• Written exercise: Pull out the lines from the start of the items through the line containing "x=15, y=176", and reproduce them unchanged.

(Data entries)
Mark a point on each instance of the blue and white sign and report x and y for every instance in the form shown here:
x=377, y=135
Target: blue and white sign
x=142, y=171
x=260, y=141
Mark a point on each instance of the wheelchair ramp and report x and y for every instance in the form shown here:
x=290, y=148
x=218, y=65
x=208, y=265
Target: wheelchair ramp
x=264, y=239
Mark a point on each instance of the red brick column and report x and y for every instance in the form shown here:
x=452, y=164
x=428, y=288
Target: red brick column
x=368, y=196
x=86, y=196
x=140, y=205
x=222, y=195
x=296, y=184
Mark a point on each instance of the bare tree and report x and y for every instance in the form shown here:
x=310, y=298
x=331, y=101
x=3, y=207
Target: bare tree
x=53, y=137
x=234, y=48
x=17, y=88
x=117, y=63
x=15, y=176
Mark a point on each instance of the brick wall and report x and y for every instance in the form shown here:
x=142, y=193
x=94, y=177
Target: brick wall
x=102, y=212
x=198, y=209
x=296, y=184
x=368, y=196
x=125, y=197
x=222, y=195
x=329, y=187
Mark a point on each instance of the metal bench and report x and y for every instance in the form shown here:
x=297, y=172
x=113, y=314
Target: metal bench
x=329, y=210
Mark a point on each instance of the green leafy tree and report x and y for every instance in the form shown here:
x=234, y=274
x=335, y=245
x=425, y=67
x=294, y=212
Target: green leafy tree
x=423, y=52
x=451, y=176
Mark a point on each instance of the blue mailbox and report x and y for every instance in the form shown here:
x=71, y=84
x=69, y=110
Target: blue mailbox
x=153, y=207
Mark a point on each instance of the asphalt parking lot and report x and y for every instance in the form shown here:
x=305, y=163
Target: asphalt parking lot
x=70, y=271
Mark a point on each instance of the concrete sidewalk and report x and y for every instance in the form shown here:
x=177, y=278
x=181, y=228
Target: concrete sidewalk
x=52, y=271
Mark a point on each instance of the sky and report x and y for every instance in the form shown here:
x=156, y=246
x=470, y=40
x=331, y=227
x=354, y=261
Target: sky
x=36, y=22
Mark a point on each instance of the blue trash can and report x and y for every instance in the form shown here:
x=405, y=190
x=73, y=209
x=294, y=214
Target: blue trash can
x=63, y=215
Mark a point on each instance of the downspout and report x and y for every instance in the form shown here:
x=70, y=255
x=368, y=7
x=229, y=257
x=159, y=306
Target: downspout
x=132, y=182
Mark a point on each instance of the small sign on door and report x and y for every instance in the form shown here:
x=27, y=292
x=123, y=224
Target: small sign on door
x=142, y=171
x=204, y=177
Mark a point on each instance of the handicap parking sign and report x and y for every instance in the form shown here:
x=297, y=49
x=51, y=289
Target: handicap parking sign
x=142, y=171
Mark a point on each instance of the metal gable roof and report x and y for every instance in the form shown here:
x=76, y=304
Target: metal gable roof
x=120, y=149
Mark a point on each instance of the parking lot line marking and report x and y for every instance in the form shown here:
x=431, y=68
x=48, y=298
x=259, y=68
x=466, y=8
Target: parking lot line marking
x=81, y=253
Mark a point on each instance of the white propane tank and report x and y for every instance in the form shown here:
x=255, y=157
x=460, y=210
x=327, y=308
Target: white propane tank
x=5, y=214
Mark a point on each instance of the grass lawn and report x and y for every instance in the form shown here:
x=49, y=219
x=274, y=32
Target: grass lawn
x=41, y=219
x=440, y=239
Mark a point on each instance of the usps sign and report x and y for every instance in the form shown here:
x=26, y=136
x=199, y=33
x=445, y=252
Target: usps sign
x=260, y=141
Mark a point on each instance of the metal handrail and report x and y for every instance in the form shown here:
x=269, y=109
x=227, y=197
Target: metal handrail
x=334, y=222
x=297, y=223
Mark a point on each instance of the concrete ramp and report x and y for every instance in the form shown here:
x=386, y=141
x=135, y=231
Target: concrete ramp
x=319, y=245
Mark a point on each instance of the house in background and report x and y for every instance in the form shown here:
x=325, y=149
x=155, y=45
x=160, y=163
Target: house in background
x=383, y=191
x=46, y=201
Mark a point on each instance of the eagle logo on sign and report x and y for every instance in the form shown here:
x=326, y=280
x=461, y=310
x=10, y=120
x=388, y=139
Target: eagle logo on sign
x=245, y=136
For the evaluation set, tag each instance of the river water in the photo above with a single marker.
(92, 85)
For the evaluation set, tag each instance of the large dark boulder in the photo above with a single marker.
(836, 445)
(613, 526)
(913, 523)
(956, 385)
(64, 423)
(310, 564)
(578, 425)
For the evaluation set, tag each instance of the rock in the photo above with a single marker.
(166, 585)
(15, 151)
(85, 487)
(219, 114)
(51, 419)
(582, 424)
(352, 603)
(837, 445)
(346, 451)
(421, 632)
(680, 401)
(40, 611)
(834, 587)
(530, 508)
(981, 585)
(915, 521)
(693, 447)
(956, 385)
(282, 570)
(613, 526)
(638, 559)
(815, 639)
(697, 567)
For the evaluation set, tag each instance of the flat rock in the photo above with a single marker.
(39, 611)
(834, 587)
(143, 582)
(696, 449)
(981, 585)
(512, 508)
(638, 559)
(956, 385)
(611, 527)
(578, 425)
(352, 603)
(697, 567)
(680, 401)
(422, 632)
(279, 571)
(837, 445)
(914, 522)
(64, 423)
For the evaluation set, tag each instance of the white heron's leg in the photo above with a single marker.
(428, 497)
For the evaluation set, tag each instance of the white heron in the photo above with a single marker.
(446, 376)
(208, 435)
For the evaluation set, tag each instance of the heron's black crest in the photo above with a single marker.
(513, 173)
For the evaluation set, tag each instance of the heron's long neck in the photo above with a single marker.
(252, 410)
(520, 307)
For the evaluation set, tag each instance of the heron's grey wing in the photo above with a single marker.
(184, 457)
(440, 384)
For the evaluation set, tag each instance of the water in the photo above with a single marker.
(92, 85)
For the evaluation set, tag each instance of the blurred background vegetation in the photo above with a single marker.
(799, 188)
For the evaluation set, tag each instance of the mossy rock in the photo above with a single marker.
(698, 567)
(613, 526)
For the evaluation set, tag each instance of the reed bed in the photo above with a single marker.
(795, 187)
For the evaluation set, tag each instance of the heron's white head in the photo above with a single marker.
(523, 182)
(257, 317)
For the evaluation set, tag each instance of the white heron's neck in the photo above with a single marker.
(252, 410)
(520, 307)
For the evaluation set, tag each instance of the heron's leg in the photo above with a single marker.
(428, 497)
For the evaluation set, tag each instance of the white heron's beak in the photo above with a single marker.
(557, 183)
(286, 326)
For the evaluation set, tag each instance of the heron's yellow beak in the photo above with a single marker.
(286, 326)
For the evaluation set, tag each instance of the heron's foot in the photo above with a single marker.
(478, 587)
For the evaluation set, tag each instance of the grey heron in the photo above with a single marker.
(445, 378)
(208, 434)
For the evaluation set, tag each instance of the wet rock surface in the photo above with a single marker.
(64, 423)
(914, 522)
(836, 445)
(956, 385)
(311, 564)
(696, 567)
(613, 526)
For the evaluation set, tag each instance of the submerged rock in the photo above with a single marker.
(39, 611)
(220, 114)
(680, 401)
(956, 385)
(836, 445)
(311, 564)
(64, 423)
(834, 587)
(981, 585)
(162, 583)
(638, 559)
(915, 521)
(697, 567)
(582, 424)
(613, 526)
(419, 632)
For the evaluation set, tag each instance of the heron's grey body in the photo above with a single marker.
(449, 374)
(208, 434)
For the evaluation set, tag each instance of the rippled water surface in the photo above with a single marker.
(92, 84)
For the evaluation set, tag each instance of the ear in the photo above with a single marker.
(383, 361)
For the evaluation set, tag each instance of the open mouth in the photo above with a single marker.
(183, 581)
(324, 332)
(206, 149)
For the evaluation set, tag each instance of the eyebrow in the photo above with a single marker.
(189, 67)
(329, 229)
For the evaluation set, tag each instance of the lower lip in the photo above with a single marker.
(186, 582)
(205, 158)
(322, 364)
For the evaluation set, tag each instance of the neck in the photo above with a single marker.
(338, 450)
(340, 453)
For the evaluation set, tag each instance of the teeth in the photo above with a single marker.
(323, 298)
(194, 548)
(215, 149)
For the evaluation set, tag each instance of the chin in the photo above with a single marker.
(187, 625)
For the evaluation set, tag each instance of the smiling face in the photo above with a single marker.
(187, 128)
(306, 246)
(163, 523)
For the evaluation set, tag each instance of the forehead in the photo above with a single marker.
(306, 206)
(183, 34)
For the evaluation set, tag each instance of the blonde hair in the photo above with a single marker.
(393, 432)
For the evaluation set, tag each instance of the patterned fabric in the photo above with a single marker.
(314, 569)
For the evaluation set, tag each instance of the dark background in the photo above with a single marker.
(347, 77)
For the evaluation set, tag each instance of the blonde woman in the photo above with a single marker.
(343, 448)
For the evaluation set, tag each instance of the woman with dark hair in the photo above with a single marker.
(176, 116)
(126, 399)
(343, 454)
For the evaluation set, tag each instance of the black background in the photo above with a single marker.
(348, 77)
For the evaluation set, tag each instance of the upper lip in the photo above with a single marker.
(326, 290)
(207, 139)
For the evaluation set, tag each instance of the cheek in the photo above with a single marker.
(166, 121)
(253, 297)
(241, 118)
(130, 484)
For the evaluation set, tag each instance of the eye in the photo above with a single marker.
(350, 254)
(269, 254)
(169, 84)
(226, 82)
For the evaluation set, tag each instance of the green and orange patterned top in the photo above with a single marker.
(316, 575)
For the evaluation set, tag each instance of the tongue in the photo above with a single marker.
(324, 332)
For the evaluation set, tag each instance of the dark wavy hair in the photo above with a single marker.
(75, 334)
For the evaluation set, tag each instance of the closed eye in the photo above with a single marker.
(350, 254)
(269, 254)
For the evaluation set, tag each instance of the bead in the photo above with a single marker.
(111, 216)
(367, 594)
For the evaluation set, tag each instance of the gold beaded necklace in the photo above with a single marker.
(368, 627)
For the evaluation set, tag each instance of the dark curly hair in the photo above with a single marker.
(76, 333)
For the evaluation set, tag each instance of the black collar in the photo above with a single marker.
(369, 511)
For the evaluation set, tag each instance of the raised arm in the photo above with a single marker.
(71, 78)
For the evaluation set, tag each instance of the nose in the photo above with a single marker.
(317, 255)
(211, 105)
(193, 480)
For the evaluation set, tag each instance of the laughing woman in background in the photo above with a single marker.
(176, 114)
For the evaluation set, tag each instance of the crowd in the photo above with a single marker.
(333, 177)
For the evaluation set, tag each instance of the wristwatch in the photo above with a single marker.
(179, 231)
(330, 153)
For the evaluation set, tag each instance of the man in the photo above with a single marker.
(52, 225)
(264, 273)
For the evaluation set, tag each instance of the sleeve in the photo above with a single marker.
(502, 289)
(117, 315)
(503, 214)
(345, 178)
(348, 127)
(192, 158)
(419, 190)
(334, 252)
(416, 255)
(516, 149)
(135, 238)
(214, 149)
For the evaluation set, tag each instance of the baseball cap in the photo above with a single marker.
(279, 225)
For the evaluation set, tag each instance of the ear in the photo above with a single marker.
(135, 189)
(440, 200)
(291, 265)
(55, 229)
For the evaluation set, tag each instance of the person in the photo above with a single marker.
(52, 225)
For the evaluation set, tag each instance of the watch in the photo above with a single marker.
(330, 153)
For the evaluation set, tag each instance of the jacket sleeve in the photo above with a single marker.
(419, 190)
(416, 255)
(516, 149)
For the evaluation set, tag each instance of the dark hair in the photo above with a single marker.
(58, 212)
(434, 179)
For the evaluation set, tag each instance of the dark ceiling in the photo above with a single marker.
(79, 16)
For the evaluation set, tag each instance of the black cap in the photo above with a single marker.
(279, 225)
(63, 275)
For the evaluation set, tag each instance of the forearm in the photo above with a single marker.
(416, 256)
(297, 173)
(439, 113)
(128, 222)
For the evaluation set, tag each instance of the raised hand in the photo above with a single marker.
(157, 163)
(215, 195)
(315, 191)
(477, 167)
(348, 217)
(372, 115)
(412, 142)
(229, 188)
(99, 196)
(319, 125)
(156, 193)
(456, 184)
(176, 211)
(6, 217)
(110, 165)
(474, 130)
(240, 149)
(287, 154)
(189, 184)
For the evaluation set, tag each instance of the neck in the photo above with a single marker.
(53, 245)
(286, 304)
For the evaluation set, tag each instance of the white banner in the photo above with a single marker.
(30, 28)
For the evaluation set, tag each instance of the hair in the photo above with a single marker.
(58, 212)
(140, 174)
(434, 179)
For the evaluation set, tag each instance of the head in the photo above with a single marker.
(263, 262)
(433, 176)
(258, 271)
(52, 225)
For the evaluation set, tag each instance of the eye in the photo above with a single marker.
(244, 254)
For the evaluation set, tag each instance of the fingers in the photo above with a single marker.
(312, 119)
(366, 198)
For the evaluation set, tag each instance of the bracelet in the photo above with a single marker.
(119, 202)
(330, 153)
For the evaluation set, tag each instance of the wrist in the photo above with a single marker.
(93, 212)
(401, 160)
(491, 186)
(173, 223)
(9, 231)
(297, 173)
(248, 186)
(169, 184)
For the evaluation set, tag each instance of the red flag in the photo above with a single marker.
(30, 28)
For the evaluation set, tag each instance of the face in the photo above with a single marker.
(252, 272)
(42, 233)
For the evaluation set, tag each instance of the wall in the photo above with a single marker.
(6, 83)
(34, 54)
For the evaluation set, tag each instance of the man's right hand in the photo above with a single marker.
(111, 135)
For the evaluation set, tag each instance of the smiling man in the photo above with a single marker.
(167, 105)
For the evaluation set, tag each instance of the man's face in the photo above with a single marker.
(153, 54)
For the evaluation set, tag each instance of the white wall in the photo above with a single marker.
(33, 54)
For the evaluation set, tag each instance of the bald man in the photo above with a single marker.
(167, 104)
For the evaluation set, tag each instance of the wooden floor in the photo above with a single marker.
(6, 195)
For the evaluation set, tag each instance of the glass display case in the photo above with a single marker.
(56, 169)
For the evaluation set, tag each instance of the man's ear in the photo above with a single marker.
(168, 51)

• Answer for this exercise:
Mark a point on each instance of the blue and white sign and report x and y for every instance in the form shown here:
x=377, y=135
Target: blue and white sign
x=142, y=171
x=260, y=141
Mark a point on each instance of the wheelchair ramp and report x and y for every instance in the form shown here:
x=290, y=148
x=218, y=65
x=208, y=265
Target: wheelchair ramp
x=264, y=239
Mark a point on each instance of the red brick column and report x and y for every instance in the form shown here:
x=452, y=164
x=428, y=288
Target: red brick column
x=368, y=196
x=86, y=196
x=140, y=205
x=222, y=195
x=296, y=184
Mark a point on each instance of the bare tree and report x and y for every instance in the form shown here:
x=310, y=298
x=331, y=101
x=3, y=207
Target: bare tree
x=53, y=137
x=234, y=48
x=17, y=88
x=117, y=63
x=15, y=176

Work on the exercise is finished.